**ЗАДАНИЕ 1**
Ответьте по тексту о постсоветских идентичностях:
(a) Анализу чего В.А. Ачкасов посвятил свою статью?
(b) К чему западные ученые больше привязывают проблематику идентичности?
(c) Национальное самосознание какой страны рассматривает Ч. Дуйшеналиев?

**ИСХОДНЫЙ ТЕКСТ**
--------------------
В настоящее время опубликовано обширное количество работ, посвященных различным типам идентичностей [1, 3, 5, 11, 12, 16, 18, 20, 22], в том числе предпосылкам и последствиям эволюции постсоветских идентичностей. В.А. Ачкасов посвятил свою статью анализу политической роли национального языка в данных процессах [4]. По его мнению, сохранение русского языка способно консолидировать постсоветский ареал неполитической формой, учитывая взаимные интересы сторон.

Л.А. Фадеева особо выделяет исследовательское направление, связанное с политикой идентичности. Она подчеркивает, что в российских и западных работах имеются серьезные отличия в этой сфере. Западные ученые больше привязывают проблематику идентичности к гендерным аспектам, вопросам ущемления прав меньшинств. Попытки выйти за границы гендерных исследований в этом плане пока достаточно редки [21].

Уже фактически сложилась целая исследовательская область, посвященная изучению особенностей национального сознания и его ключевой функции в идентификации. Так, Ч. Дуйшеналиев делает интересные наблюдения по поводу географической детерминации посредством языковой номинации, воздействующей на конструирование национального самосознания Кыргызстана [12]. Подчеркивается важность традиций космогонии, эстетических ценностей, опыта хозяйственной деятельности, «топонимического мышления», «квантования» природных объектов лингвистическими средствами. Такие работы будут особо ценны в глубоком понимании особенностей регионального компонента в процессе сборки постсоветских идентичностей.

Отдельное направление – это определение особенностей откровенно националистических практик в конструировании государства [7]. К примеру, в таких исследованиях детально разбирается складывание постсоветских идентичностей, основанных на активном этнонациональном дискурсе, подчеркивающего приоритет нации, национальных традиций, языка, культуры, истории. Одновременно в таких моделях идентификации распространение получают новые исторические и национальные мифы, в свою очередь, порождающие противоречия между постсоветскими странами и их жителями. Такой вектор не только препятствует интеграции постсоветского пространства на основе общей исторической памяти и прошлого, но и приводит к повышению конфликтогенности между разными социальными группами в рамках одного государства.
--------------------
**СТРОКИ ДАННЫХ**
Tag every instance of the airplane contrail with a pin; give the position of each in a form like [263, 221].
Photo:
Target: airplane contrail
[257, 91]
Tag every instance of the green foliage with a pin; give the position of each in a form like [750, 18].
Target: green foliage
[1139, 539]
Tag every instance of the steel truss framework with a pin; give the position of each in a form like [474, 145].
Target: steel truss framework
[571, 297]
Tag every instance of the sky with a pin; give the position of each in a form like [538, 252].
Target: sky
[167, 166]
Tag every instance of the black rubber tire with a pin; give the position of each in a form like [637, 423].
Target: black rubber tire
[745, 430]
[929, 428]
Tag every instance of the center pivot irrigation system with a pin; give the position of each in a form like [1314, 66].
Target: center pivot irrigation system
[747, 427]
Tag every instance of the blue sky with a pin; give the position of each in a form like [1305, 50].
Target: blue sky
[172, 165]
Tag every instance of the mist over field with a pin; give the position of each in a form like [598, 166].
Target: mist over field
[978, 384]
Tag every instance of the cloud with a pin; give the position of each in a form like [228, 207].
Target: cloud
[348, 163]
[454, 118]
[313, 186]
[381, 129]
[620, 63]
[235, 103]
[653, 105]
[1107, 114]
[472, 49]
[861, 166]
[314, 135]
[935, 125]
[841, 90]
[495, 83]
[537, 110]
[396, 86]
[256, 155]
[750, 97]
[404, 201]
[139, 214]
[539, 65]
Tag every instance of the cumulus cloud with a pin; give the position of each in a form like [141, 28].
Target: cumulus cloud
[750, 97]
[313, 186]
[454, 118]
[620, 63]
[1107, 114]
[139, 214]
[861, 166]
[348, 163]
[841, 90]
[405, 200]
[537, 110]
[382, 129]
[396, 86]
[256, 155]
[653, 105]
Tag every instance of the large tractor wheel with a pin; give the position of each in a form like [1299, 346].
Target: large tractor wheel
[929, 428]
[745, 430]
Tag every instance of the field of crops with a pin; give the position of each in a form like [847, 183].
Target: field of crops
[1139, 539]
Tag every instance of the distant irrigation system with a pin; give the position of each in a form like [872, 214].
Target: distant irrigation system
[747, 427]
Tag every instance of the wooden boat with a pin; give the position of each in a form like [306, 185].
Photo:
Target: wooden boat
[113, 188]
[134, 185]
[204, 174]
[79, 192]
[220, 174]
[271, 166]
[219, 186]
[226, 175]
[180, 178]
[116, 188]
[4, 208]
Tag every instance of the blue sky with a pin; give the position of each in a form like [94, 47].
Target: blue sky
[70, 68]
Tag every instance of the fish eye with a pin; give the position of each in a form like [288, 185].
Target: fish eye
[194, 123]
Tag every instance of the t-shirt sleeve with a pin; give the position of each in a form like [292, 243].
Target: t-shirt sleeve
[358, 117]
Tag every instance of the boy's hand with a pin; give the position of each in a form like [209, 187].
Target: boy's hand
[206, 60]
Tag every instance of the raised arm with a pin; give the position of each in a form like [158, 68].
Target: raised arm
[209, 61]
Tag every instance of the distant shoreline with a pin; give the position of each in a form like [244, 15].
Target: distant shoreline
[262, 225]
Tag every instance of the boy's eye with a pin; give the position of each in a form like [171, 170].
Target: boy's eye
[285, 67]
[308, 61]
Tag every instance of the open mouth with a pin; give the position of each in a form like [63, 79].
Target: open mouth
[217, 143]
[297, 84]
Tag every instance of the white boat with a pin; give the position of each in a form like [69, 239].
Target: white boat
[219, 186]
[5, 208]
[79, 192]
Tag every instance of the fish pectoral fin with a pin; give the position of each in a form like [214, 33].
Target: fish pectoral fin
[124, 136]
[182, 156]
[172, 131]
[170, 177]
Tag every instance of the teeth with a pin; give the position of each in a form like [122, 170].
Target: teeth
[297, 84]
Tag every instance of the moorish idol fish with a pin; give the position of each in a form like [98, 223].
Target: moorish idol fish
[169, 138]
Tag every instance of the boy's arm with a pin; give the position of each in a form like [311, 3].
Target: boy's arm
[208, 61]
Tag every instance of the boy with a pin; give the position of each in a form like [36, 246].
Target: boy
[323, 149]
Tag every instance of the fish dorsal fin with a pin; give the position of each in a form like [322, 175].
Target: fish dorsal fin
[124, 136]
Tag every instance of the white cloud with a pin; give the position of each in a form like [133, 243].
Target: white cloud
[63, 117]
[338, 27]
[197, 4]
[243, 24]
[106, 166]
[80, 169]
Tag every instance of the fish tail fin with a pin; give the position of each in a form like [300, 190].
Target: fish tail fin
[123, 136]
--------------------
**ЗАДАНИЕ 2**
Замените «with a pin» на «with a marker» в отрезке от строки с «Tag every instance of the boy's arm» до конца строк данных включительно. Остальное не меняйте и выведите только эти строки.

**ОТВЕТ 1**
(a) Анализу политической роли национального языка в процессах эволюции постсоветских идентичностей.
(b) К гендерным аспектам и вопросам ущемления прав меньшинств.
(c) Кыргызстана.

**ОТВЕТ 2**
Tag every instance of the boy's arm with a marker; give the position of each in a form like [311, 3].
Target: boy's arm
[208, 61]
Tag every instance of the boy with a marker; give the position of each in a form like [36, 246].
Target: boy
[323, 149]
Tag every instance of the fish dorsal fin with a marker; give the position of each in a form like [322, 175].
Target: fish dorsal fin
[124, 136]
Tag every instance of the white cloud with a marker; give the position of each in a form like [133, 243].
Target: white cloud
[63, 117]
[338, 27]
[197, 4]
[243, 24]
[106, 166]
[80, 169]
Tag every instance of the fish tail fin with a marker; give the position of each in a form like [300, 190].
Target: fish tail fin
[123, 136]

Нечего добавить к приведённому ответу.